• _Directions for this task_
From the data below, return all lines holding the string "water".

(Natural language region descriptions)
□ □ □ □ □
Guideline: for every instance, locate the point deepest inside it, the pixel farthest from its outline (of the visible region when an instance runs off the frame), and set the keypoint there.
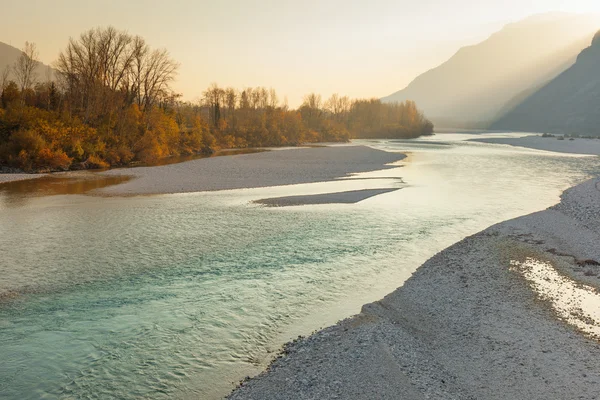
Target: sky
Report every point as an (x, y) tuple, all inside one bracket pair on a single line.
[(354, 47)]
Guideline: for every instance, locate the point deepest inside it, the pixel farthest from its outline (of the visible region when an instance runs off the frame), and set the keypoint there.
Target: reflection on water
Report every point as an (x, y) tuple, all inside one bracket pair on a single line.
[(180, 159), (575, 303), (177, 296), (17, 192)]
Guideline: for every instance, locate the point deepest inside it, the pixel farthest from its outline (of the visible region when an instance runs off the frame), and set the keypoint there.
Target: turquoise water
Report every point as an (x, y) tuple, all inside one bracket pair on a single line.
[(178, 296)]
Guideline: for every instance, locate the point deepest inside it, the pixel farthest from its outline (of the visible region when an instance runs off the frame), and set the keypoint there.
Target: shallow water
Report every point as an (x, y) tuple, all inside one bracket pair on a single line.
[(573, 302), (178, 296)]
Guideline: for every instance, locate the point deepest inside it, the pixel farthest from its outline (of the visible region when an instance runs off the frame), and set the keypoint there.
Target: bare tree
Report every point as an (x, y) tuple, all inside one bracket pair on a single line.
[(24, 67), (107, 64), (4, 78)]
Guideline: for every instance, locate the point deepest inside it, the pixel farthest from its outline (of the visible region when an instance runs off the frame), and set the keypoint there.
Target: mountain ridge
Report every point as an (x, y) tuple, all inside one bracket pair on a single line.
[(569, 104), (474, 85)]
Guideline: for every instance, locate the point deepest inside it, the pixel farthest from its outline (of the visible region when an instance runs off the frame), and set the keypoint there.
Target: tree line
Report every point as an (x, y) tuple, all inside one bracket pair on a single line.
[(110, 102)]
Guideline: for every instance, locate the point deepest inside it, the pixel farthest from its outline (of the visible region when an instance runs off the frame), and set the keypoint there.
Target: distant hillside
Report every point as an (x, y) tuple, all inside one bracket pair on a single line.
[(473, 87), (568, 104), (8, 56)]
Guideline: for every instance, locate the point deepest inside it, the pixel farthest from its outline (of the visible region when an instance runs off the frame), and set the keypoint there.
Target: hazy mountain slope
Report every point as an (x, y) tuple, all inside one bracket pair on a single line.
[(474, 85), (568, 104), (8, 56)]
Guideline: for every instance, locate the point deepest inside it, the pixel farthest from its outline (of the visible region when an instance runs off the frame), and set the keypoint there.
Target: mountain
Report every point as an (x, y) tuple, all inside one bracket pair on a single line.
[(474, 86), (568, 104), (8, 56)]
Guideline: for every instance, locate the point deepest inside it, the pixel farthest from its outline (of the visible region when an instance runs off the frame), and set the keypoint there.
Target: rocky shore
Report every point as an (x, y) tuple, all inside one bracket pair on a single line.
[(468, 324)]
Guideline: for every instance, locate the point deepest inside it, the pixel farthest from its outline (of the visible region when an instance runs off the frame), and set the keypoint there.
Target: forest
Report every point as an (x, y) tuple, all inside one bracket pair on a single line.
[(110, 103)]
□ □ □ □ □
• _Completed exercise_
Target: reflection on water
Target: turquoise water
Target: shallow water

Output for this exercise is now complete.